• [Exercise text]:
Bibliography of Authority: The Intangible Asset Evidence Base
The following independent global institutions provide the empirical basis for the 68% Intangible Asset Midpoint used in this forensic valuation. These sources demonstrate that legacy accounting models (Market, Asset, and Income approaches) systematically fail to identify the majority of modern business value.
Source 1 World Bank Group
The Changing Wealth of Nations 2024
Where to look: Chapter 1 & Appendix A "Total Wealth Composition" charts.
Key finding: "Human Capital" (the primary intangible) accounts for 64%–80% of total wealth in high-income countries. "Produced Capital" (tangible assets) is explicitly categorised as a minority share of a nation's true value.
Relevance to dispute: Establishes that the Intangible Residual is the primary driver of economic value. A valuation anchored only in tangible assets ignores the largest component of the owner's property.
Source 2 McKinsey Global Institute (MGI)
The Rise and Rise of the Global Balance Sheet
Where to look: Executive Summary / Chapter 1 "The Dematerialization of Investment."
Key finding: For every $1 of investment in machinery, corporations now spend nearly $3 on intangibles (R&D, software, brand, organisational capital). Intangibles are the only asset class growing faster than global GDP.
Relevance to dispute: Validates Factor #4 (Proprietary Systems) and Factor #15 (Proprietary IP) as high-weight drivers proving that value has migrated from the "Iron" to the "Intelligence."
Source 3 UBS / Credit Suisse Global Wealth Report 2024
UBS Global Wealth Report 2024
Where to look: Section "Components of Wealth" (Financial vs. Non-Financial).
Key finding: The 2024 analysis correlates $500+ trillion in global wealth to companies where 70% or more of market value is not backed by physical "hard" assets driven instead by goodwill and network effects.
Relevance to dispute: Supports the 5-Senses Inspection methodology "Customer Experience/Trust" (Factor #25) is a quantifiable economic anchor for private business value.
Source 4 OECD Productivity & Knowledge-Based Capital
OECD Compendium of Productivity Indicators / Investment in Knowledge-Based Capital (KBC)
Where to look: Chapter "Investment in Knowledge-Based Capital."
Key finding: In Canada, the USA, UK, and Sweden, investment in Knowledge-Based Capital (software, innovative property, economic competencies) has exceeded investment in physical capital since 2013.
Relevance to dispute: If the OECD acknowledges that traditional statistics miss these assets, an expert must use a proprietary methodology (such as the 25 Factors) to satisfy the court's requirement to identify all property at fair market value.
Glossary of Forensic Valuation Terms
Based on OECD & Global Financial Reporting Standards (2026)
To ensure clarity in the application of the 25 Factors Affecting Business Valuation, the following terms are defined according to current international economic standards.
1. Knowledge-Based Capital (KBC)
OECD definition: Assets that lack physical embodiment but provide future economic benefits. KBC includes three main categories:
- Computerised Information software and proprietary databases.
- Innovative Property R&D, patents, trademarks, and original artistic/scientific designs.
- Economic Competencies firm-specific human capital, networks, and organisational know-how.

Stored records:
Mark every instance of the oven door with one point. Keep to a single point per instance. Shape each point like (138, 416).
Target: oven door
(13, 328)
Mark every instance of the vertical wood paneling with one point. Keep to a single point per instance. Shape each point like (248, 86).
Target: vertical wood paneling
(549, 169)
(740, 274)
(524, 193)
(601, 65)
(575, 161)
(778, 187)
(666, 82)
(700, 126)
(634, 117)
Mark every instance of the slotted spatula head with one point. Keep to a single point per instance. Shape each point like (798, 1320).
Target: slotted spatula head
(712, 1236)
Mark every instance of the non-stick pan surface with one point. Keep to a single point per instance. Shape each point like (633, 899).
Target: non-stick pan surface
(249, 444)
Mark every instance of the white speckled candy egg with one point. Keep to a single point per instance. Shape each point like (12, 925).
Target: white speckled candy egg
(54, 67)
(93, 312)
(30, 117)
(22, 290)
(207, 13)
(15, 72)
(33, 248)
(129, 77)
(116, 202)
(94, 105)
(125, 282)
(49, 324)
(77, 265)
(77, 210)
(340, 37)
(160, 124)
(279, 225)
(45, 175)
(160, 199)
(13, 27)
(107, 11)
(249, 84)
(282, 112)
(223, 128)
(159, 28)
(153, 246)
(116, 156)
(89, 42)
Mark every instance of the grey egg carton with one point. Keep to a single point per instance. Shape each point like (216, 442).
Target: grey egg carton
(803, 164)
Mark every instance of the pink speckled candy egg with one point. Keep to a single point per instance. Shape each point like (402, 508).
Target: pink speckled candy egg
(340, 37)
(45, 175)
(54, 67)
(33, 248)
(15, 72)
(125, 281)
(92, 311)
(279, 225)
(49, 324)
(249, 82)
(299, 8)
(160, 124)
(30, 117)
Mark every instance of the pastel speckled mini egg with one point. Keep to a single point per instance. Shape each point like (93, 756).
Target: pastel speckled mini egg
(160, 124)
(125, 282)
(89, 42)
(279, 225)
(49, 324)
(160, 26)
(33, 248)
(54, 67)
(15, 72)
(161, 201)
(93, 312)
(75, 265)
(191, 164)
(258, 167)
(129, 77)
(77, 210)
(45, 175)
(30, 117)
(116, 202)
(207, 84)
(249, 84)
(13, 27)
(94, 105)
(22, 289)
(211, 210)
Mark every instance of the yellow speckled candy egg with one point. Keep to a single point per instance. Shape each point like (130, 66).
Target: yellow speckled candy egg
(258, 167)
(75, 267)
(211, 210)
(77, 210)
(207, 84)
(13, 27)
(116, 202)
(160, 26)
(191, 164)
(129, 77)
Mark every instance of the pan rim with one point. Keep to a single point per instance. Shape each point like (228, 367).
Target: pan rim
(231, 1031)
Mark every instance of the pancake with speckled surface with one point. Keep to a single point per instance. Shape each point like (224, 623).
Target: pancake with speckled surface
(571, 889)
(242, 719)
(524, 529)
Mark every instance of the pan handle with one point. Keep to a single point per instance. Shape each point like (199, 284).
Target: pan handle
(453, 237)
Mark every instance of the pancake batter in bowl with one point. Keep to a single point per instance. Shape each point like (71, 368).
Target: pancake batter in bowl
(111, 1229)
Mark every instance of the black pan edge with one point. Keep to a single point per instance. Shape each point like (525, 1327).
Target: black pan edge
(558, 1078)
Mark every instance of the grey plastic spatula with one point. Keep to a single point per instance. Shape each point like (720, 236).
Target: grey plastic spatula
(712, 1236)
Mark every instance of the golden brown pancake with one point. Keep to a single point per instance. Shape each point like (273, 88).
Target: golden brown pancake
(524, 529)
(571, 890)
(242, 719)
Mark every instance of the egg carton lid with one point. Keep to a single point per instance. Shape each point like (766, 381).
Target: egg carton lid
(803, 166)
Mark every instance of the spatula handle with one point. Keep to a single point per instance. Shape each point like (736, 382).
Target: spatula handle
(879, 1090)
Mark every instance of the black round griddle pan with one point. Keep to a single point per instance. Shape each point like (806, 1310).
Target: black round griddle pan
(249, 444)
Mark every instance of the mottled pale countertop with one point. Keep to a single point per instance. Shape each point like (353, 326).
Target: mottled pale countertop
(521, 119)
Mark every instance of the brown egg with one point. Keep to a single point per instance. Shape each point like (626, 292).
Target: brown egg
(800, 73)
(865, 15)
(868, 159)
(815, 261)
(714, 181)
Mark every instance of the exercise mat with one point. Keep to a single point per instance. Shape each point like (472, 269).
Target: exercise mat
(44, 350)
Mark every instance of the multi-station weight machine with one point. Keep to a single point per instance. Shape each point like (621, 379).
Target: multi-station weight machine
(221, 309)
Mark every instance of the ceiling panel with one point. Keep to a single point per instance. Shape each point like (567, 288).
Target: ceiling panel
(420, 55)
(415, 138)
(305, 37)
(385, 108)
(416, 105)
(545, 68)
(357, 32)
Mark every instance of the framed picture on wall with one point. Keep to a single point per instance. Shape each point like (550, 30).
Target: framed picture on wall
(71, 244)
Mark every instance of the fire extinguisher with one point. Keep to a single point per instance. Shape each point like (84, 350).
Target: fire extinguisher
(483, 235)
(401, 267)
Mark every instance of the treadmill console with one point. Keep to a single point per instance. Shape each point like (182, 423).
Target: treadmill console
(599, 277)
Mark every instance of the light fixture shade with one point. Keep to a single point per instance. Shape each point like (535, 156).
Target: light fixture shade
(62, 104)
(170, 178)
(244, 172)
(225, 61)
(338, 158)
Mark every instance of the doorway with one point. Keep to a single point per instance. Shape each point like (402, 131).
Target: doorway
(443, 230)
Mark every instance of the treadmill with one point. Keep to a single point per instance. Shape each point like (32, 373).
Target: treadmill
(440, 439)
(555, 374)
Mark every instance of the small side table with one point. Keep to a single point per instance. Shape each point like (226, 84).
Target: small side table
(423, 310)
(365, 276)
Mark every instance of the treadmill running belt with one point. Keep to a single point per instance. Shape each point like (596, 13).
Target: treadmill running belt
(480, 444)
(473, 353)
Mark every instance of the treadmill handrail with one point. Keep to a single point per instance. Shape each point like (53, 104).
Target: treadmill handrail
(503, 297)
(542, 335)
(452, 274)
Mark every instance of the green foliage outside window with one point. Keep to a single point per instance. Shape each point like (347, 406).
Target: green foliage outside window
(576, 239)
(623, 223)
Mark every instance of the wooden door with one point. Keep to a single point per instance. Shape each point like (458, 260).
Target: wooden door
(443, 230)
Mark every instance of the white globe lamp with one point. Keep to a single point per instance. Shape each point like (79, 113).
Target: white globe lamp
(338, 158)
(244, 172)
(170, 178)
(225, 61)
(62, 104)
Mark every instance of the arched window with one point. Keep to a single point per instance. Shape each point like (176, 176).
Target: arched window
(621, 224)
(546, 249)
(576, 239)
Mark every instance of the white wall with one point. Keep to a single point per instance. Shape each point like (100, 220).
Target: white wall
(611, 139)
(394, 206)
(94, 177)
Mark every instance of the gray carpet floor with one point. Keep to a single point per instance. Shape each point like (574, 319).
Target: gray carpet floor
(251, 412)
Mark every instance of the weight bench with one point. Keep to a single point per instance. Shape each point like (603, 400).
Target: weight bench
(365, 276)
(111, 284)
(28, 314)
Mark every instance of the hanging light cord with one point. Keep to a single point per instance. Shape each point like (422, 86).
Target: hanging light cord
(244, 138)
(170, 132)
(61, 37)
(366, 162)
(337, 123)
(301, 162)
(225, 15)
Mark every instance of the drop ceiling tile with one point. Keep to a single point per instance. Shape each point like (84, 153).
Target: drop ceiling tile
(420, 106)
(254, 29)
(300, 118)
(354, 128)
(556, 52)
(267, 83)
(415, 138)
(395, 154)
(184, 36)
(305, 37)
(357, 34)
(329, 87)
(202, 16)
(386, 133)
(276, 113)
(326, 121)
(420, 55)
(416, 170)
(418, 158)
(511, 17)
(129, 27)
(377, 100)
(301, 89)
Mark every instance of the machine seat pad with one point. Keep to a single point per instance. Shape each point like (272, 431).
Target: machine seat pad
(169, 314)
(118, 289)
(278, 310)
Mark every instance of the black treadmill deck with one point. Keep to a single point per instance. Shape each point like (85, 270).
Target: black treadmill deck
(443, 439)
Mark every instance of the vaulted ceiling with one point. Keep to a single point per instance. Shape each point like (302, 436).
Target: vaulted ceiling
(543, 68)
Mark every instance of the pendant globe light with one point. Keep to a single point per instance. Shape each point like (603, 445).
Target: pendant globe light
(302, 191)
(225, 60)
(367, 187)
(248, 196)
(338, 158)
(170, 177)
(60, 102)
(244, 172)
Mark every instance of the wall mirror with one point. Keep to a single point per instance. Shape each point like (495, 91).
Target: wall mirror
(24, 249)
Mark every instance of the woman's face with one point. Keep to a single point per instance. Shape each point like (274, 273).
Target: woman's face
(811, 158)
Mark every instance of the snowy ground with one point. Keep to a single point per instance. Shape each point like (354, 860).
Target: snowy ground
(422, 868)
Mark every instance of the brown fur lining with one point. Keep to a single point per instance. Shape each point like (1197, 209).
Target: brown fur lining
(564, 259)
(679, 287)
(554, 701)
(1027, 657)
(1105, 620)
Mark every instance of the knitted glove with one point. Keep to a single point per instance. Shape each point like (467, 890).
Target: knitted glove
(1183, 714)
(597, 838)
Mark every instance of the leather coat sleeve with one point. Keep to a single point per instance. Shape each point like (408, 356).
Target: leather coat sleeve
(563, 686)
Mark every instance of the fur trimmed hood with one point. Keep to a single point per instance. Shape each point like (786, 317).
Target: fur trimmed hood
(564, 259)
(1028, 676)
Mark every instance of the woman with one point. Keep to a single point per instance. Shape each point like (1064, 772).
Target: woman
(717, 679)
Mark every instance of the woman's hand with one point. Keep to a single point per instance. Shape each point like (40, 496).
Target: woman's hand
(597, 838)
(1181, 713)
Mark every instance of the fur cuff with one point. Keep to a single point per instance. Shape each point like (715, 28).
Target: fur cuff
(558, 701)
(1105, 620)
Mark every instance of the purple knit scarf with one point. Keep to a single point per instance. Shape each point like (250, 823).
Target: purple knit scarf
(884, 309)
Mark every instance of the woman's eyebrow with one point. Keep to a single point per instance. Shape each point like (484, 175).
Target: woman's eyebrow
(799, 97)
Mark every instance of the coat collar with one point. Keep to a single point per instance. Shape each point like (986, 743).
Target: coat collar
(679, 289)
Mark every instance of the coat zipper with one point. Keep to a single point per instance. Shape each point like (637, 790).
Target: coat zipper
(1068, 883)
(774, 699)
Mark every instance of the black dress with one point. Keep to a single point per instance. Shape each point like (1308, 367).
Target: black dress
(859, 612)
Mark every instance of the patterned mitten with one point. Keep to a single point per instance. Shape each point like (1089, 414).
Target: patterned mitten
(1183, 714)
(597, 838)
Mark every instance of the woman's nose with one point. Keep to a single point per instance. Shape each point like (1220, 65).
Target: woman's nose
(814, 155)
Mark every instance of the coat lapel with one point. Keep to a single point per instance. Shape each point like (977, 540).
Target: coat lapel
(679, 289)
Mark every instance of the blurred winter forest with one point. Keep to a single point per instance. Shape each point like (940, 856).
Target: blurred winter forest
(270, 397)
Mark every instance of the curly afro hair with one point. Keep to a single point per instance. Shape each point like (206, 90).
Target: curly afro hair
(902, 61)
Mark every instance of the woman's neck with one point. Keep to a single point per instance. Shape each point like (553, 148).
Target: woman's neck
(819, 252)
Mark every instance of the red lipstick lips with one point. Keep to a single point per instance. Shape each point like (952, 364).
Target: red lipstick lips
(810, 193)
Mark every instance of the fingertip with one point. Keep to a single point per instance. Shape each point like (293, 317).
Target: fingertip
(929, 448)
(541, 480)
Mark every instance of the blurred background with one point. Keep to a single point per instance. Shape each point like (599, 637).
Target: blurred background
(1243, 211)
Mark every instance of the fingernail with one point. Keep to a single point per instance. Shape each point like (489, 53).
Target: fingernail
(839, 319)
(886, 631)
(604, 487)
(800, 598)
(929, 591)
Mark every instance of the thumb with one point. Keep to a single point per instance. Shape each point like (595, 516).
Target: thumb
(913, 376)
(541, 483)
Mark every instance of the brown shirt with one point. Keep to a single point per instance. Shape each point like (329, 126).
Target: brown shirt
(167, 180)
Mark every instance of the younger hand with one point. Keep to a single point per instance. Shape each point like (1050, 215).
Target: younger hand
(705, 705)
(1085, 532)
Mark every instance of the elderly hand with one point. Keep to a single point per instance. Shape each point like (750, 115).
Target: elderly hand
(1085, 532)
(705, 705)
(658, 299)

• [What is needed]: Copy the stretch of the intangible asset bibliography from "Glossary of Forensic" through "1. Knowledge-Based Capital (KBC)", changing "Glossary" to "Dictionary".

• [Your response]:
Dictionary of Forensic Valuation Terms
Based on OECD & Global Financial Reporting Standards (2026)
To ensure clarity in the application of the 25 Factors Affecting Business Valuation, the following terms are defined according to current international economic standards.
1. Knowledge-Based Capital (KBC)